Having found the line containing "Annotation task — identify one point per instance of the dry" in the records below, copy that line and each later one exactly, dropping pictures.

=== Begin Enclosure ===

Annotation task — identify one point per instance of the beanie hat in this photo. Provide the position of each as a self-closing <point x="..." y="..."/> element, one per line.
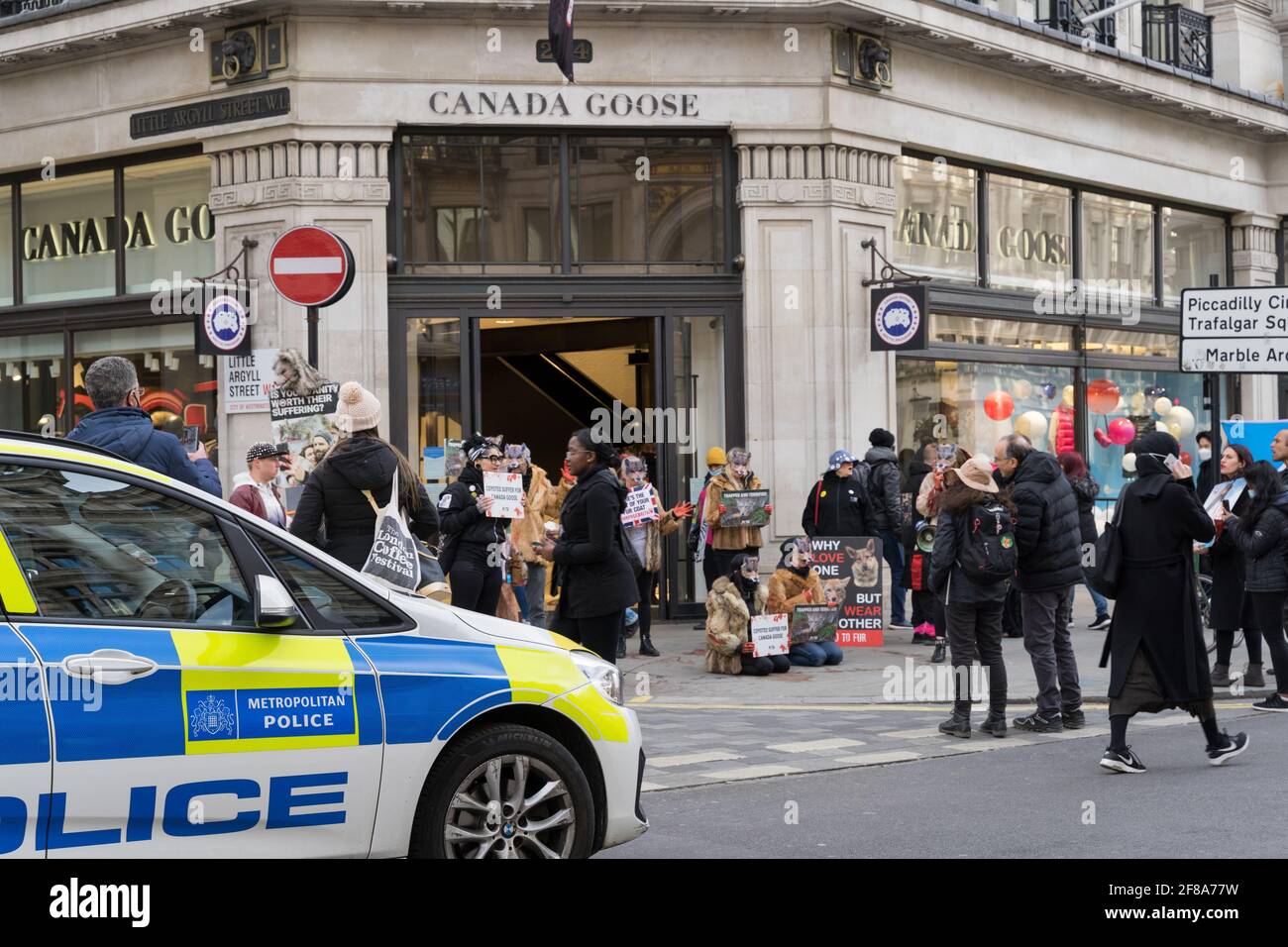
<point x="841" y="457"/>
<point x="359" y="408"/>
<point x="880" y="437"/>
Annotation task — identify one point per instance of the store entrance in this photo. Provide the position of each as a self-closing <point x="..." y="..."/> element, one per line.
<point x="541" y="379"/>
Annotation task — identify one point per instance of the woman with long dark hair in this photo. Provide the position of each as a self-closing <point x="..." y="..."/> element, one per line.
<point x="334" y="493"/>
<point x="1155" y="648"/>
<point x="1231" y="604"/>
<point x="595" y="578"/>
<point x="1261" y="534"/>
<point x="1085" y="489"/>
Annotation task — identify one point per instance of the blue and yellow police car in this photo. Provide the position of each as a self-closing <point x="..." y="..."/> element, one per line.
<point x="178" y="680"/>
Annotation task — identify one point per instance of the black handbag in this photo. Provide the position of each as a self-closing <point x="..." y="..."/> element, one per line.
<point x="1106" y="570"/>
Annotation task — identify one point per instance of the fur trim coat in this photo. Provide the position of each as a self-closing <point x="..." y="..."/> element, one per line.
<point x="728" y="625"/>
<point x="787" y="590"/>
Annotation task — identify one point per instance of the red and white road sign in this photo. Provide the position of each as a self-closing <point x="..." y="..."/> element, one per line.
<point x="309" y="265"/>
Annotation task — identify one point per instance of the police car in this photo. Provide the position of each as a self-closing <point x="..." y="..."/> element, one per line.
<point x="178" y="678"/>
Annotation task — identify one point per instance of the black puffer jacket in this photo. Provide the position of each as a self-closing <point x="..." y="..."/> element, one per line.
<point x="1085" y="491"/>
<point x="1263" y="545"/>
<point x="883" y="484"/>
<point x="837" y="508"/>
<point x="1047" y="532"/>
<point x="467" y="528"/>
<point x="333" y="496"/>
<point x="593" y="574"/>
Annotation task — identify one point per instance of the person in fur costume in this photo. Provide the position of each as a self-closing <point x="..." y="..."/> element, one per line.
<point x="730" y="603"/>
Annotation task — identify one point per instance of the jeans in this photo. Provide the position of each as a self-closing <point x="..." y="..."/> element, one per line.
<point x="977" y="628"/>
<point x="815" y="654"/>
<point x="1050" y="646"/>
<point x="536" y="589"/>
<point x="892" y="551"/>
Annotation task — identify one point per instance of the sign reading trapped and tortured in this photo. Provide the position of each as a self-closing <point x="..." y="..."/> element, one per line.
<point x="506" y="492"/>
<point x="769" y="635"/>
<point x="1234" y="329"/>
<point x="850" y="570"/>
<point x="745" y="508"/>
<point x="639" y="506"/>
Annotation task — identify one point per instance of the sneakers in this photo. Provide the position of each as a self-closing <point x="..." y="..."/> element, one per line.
<point x="1234" y="746"/>
<point x="1038" y="723"/>
<point x="1274" y="703"/>
<point x="1122" y="761"/>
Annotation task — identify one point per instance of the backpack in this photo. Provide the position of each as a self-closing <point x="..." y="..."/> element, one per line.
<point x="987" y="554"/>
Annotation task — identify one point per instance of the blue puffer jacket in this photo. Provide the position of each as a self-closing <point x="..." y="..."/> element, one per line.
<point x="129" y="432"/>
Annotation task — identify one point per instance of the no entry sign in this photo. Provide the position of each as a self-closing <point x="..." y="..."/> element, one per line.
<point x="310" y="266"/>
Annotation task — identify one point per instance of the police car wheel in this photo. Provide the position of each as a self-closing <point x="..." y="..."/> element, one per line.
<point x="505" y="791"/>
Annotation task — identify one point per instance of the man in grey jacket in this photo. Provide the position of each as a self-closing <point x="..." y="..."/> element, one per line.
<point x="883" y="483"/>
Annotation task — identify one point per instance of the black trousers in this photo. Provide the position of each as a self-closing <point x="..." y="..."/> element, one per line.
<point x="597" y="633"/>
<point x="1269" y="609"/>
<point x="476" y="585"/>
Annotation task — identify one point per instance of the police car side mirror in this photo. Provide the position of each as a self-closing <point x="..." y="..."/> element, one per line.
<point x="273" y="603"/>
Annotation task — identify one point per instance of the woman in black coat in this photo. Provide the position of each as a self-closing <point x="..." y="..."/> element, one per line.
<point x="1155" y="639"/>
<point x="1231" y="604"/>
<point x="1261" y="535"/>
<point x="333" y="500"/>
<point x="596" y="581"/>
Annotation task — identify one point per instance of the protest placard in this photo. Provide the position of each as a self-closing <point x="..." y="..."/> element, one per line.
<point x="639" y="506"/>
<point x="769" y="635"/>
<point x="745" y="508"/>
<point x="506" y="492"/>
<point x="850" y="570"/>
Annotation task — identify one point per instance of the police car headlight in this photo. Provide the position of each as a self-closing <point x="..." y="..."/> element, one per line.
<point x="601" y="674"/>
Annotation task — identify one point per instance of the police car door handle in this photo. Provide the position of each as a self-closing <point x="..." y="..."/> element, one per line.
<point x="108" y="667"/>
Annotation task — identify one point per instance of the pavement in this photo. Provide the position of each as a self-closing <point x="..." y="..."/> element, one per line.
<point x="881" y="706"/>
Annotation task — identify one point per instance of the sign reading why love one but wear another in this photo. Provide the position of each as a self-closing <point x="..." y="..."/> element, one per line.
<point x="850" y="570"/>
<point x="506" y="492"/>
<point x="769" y="635"/>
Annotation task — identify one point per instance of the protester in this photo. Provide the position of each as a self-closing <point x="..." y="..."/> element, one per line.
<point x="1261" y="535"/>
<point x="883" y="482"/>
<point x="531" y="530"/>
<point x="797" y="582"/>
<point x="973" y="608"/>
<point x="596" y="582"/>
<point x="261" y="496"/>
<point x="1229" y="604"/>
<point x="1047" y="538"/>
<point x="1085" y="491"/>
<point x="1155" y="650"/>
<point x="732" y="600"/>
<point x="119" y="424"/>
<point x="838" y="502"/>
<point x="726" y="541"/>
<point x="334" y="499"/>
<point x="473" y="541"/>
<point x="645" y="541"/>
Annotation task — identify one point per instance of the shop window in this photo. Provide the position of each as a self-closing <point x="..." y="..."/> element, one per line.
<point x="172" y="231"/>
<point x="1124" y="405"/>
<point x="179" y="386"/>
<point x="935" y="222"/>
<point x="5" y="245"/>
<point x="1119" y="247"/>
<point x="974" y="403"/>
<point x="68" y="239"/>
<point x="1193" y="253"/>
<point x="1030" y="234"/>
<point x="971" y="330"/>
<point x="33" y="381"/>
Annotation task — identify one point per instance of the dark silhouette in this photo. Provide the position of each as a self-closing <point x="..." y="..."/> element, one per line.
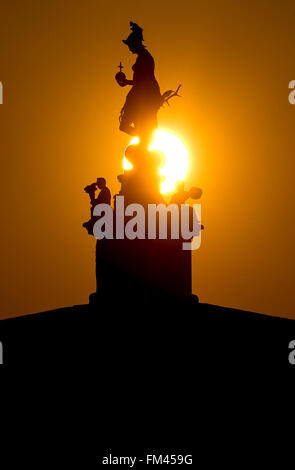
<point x="147" y="266"/>
<point x="104" y="197"/>
<point x="139" y="113"/>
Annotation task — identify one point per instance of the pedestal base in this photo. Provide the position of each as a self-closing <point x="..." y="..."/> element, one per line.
<point x="130" y="267"/>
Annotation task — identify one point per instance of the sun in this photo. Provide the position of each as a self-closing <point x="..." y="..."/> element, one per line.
<point x="176" y="163"/>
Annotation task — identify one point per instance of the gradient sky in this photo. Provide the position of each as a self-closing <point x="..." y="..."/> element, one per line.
<point x="59" y="131"/>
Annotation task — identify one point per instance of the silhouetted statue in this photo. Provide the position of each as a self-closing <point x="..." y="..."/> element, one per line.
<point x="104" y="197"/>
<point x="139" y="113"/>
<point x="181" y="195"/>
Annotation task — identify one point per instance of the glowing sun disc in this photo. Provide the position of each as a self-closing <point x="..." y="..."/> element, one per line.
<point x="176" y="163"/>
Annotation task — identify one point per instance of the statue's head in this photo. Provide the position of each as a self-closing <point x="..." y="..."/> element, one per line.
<point x="135" y="39"/>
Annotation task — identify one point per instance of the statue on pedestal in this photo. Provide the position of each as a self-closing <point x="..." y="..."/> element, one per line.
<point x="139" y="114"/>
<point x="148" y="265"/>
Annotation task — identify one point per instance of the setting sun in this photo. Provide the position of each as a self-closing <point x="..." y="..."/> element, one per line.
<point x="176" y="158"/>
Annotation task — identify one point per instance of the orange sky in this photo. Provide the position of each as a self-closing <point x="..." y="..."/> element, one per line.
<point x="59" y="131"/>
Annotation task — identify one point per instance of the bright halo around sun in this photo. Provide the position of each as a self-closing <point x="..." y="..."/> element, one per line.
<point x="176" y="163"/>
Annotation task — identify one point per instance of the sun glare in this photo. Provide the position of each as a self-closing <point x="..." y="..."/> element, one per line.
<point x="176" y="163"/>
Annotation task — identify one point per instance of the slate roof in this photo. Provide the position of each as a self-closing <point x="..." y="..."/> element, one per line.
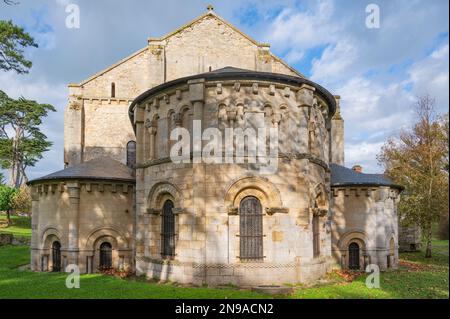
<point x="343" y="176"/>
<point x="103" y="168"/>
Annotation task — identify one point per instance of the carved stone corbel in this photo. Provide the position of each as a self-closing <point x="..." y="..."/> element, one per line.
<point x="178" y="211"/>
<point x="276" y="210"/>
<point x="153" y="211"/>
<point x="231" y="210"/>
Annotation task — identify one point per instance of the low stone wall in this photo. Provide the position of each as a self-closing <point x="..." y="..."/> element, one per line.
<point x="9" y="239"/>
<point x="6" y="239"/>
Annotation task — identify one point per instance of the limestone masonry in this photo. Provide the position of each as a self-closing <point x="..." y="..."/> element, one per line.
<point x="121" y="202"/>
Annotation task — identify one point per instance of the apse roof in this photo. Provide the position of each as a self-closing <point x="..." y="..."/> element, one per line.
<point x="103" y="168"/>
<point x="343" y="176"/>
<point x="232" y="73"/>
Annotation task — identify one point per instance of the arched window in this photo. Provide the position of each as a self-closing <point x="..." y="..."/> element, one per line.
<point x="390" y="256"/>
<point x="131" y="153"/>
<point x="105" y="256"/>
<point x="353" y="256"/>
<point x="316" y="236"/>
<point x="56" y="256"/>
<point x="168" y="230"/>
<point x="251" y="229"/>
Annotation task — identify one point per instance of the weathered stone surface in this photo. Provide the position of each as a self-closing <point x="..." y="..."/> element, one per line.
<point x="307" y="226"/>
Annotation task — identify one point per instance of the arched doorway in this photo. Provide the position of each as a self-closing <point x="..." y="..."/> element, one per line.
<point x="391" y="254"/>
<point x="168" y="230"/>
<point x="56" y="256"/>
<point x="353" y="256"/>
<point x="105" y="256"/>
<point x="251" y="229"/>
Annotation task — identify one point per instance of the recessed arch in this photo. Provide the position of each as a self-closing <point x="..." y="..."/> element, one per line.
<point x="350" y="236"/>
<point x="258" y="187"/>
<point x="49" y="235"/>
<point x="97" y="236"/>
<point x="161" y="192"/>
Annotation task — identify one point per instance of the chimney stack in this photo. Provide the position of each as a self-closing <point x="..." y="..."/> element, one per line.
<point x="357" y="168"/>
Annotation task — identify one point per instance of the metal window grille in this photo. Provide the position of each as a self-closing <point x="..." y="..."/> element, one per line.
<point x="56" y="256"/>
<point x="316" y="236"/>
<point x="168" y="230"/>
<point x="251" y="230"/>
<point x="131" y="153"/>
<point x="105" y="256"/>
<point x="353" y="256"/>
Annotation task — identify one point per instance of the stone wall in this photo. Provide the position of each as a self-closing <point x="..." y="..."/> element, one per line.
<point x="409" y="237"/>
<point x="80" y="215"/>
<point x="96" y="123"/>
<point x="207" y="196"/>
<point x="368" y="217"/>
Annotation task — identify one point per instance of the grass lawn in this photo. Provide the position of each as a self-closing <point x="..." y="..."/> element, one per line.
<point x="21" y="226"/>
<point x="417" y="277"/>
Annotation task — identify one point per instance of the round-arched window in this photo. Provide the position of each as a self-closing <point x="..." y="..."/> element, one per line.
<point x="105" y="256"/>
<point x="251" y="229"/>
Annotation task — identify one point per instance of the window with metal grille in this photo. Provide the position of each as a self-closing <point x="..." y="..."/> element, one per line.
<point x="105" y="256"/>
<point x="353" y="256"/>
<point x="168" y="230"/>
<point x="131" y="153"/>
<point x="251" y="230"/>
<point x="56" y="256"/>
<point x="316" y="236"/>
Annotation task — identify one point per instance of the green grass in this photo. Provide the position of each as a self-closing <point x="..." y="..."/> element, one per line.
<point x="21" y="226"/>
<point x="418" y="277"/>
<point x="23" y="284"/>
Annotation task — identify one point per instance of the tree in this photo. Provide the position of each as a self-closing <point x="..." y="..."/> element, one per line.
<point x="443" y="223"/>
<point x="7" y="200"/>
<point x="22" y="200"/>
<point x="21" y="140"/>
<point x="416" y="160"/>
<point x="13" y="39"/>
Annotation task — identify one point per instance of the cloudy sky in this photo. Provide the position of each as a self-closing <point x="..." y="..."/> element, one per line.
<point x="378" y="72"/>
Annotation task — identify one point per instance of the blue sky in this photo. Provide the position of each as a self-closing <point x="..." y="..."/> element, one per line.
<point x="377" y="72"/>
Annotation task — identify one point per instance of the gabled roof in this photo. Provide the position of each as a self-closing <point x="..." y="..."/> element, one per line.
<point x="102" y="168"/>
<point x="208" y="13"/>
<point x="343" y="176"/>
<point x="212" y="13"/>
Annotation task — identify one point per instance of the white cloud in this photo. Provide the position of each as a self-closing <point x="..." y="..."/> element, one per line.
<point x="43" y="92"/>
<point x="430" y="76"/>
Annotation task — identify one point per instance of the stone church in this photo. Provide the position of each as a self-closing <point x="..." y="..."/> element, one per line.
<point x="122" y="202"/>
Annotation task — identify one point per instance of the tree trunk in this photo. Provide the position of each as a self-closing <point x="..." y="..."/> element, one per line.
<point x="428" y="237"/>
<point x="8" y="217"/>
<point x="16" y="162"/>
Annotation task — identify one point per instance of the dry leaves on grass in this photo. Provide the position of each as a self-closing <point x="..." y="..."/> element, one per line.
<point x="349" y="275"/>
<point x="411" y="266"/>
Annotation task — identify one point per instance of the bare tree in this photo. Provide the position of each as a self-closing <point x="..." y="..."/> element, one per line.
<point x="416" y="160"/>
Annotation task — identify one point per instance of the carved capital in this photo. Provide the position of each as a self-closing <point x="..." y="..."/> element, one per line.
<point x="231" y="210"/>
<point x="276" y="210"/>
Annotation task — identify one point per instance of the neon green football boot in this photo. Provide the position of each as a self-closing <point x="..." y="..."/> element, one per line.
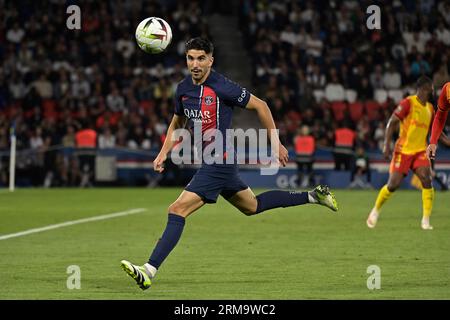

=== End Enclosure ===

▶ _REPLY TO THE EXERCISE_
Annotation task — identify one point per instance of the dry leaves on grass in this photo. Provide the position of each as a self-closing <point x="..." y="..."/> element, one per line.
<point x="349" y="275"/>
<point x="411" y="266"/>
Annotation task — identify one point per instance of the bare tree in this photo. Provide the position of each as a self-closing <point x="..." y="..."/> element, one per line.
<point x="416" y="160"/>
Annotation task — identify one point per instance of the carved capital in this photo. Provide the position of each as a self-closing <point x="..." y="..."/> element, one per line.
<point x="231" y="210"/>
<point x="276" y="210"/>
Annotation task — identify one point per instance of the neon green football boot in this photo. Provide the position of each as a self-closing <point x="..." y="..."/> element, one per line.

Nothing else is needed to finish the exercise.